--- Start of Information given ---
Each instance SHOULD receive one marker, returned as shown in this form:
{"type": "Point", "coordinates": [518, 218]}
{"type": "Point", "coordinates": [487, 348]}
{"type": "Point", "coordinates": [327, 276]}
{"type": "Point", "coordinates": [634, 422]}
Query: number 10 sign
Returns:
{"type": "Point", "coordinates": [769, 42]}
--- End of Information given ---
Instructions for the task: Scale the rows above by rewriting every line, requests included, and multiply each coordinate in the answers by 2.25, rounding to the nearest whole number with halves rounded up.

Solved problem:
Each instance SHOULD receive one marker, returned as shown in this form:
{"type": "Point", "coordinates": [518, 218]}
{"type": "Point", "coordinates": [487, 348]}
{"type": "Point", "coordinates": [327, 276]}
{"type": "Point", "coordinates": [634, 422]}
Query: number 10 sign
Returns:
{"type": "Point", "coordinates": [1730, 95]}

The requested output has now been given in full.